● **DAFTAR TUGAS**:
1. Jawab pertanyaan berikut berdasarkan artikel tentang wartawan gadungan.
(a) Selain di Jakarta, di mana media cetak dan media online baru tumbuh?
(b) Siapa saja yang disebut nyambi menjadi wartawan?
(c) Menurut artikel, apa yang dicari sebagian wartawan itu, bukan berita?
2. Terjemahkan kalimat dari artikel tentang wartawan gadungan ini ke dalam bahasa Inggris: "Mereka berpakaian necis, pakai rompi wartawan, dan emblem bertuliskan “PERS”."

● **KUTIPAN TEKS**:
----------------------------------------

Minggu, 08 Oktober 2017

TIPS MENGHADAPI WARTAWAN GADUNGAN

TIPS MENGHADAPI WARTAWAN GADUNGAN
Setelah era reformasi bergulir, media cetak (koran, tabloid, majalah) dan media online tumbuh seperti cendawan di musim penghujan. Media cetak dan media online baru itu tidak tersentral di Jakarta, tetapi juga tumbuh di berbagai pelosok di Indonesia.
Parahnya, bersamaan dengan tumbuh suburnya media massa dan mudahnya warga Indonesia menerbitkan usaha penerbitan media cetak dan media online, sumber daya manusia (SDM) justru jadi acak adut. Karena kepepet untuk mendapatkan pekerjaaan, seorang yang tidak punya latar belakang pendidikan jurnalistik atau tidak punya pengalaman pun bisa menjadi wartawan.
Tak jarang, kita dengan mudah menemukan seorang satpam, tukang parkir, dan makelar pun nyambi menjadi wartawan. Mereka berpakaian necis, pakai rompi wartawan, dan emblem bertuliskan “PERS”. Di saku bajunya terselip kartu pers dan (tak jarang) kartu anggota LSM.
Di antara mereka memang ada yang mau belajar dan benar-benar menjalankan tugas jurnalistik. Artinya, mereka menghasilkan berita hasil liputan di lapangan, Namun, tidak jarang di antara para wartawan itu hanya menggunakan kartu pers sebagai modal untuk bertemu narasumber. Bukan berita yang dicari, tetapi uang. Ada yang dengan cara halus. tetapi tidak jarang dengan cara kasar.

----------------------------------------

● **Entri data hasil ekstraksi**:
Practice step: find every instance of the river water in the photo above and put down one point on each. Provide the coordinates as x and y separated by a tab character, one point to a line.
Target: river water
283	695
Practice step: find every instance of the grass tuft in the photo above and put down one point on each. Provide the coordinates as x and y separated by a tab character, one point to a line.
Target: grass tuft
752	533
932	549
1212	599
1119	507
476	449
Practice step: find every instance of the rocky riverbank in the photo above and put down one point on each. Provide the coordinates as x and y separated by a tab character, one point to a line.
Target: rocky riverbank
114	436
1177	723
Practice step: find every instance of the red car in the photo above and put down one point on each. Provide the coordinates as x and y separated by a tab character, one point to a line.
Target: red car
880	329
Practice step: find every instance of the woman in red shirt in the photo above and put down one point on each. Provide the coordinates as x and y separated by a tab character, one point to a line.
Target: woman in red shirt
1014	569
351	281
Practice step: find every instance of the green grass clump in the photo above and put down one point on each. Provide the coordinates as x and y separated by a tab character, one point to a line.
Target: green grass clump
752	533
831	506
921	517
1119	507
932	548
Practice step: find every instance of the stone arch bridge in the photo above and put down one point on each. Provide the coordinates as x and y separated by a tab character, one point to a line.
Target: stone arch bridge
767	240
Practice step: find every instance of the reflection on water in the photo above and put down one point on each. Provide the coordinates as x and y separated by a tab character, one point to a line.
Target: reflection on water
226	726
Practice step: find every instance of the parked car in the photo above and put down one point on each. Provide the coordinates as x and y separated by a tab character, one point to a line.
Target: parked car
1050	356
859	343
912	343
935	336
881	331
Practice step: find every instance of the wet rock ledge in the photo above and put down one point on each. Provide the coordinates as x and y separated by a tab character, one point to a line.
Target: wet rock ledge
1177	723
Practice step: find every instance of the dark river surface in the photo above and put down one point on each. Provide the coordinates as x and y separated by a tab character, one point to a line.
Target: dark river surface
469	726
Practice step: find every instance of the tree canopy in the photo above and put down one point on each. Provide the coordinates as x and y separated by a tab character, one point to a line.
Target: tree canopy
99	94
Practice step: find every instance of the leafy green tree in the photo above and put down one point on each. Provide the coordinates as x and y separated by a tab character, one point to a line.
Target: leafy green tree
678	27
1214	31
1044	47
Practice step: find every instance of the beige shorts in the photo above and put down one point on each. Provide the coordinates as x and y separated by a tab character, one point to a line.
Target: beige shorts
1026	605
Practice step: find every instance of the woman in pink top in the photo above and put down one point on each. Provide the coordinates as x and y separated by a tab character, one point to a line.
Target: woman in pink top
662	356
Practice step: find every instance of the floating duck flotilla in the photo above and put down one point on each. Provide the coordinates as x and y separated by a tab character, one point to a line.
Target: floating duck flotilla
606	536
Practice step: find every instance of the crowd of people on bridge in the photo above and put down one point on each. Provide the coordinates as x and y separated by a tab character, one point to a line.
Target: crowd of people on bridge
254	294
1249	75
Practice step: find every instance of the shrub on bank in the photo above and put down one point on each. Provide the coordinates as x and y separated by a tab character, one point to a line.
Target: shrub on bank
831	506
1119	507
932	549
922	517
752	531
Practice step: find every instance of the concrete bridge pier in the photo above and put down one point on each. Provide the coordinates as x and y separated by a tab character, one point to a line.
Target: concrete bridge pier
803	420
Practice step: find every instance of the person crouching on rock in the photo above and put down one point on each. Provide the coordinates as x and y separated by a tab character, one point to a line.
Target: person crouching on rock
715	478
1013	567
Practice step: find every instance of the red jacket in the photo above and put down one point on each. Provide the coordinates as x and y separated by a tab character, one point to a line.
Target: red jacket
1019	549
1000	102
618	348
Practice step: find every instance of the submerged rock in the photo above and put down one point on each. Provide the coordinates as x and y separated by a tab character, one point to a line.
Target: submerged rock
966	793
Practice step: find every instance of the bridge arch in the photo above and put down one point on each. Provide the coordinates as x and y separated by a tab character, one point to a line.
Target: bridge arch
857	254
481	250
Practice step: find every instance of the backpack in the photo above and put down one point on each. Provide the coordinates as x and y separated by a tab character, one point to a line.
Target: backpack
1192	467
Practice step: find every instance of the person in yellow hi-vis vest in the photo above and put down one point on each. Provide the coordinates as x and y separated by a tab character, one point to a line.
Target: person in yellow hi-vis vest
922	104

----------------------------------------

● **JAWABAN TUGAS**:
1.
(a) Di berbagai pelosok di Indonesia.
(b) Satpam, tukang parkir, dan makelar.
(c) Uang.

2. They dress smartly and wear journalist vests and badges that read "PERS."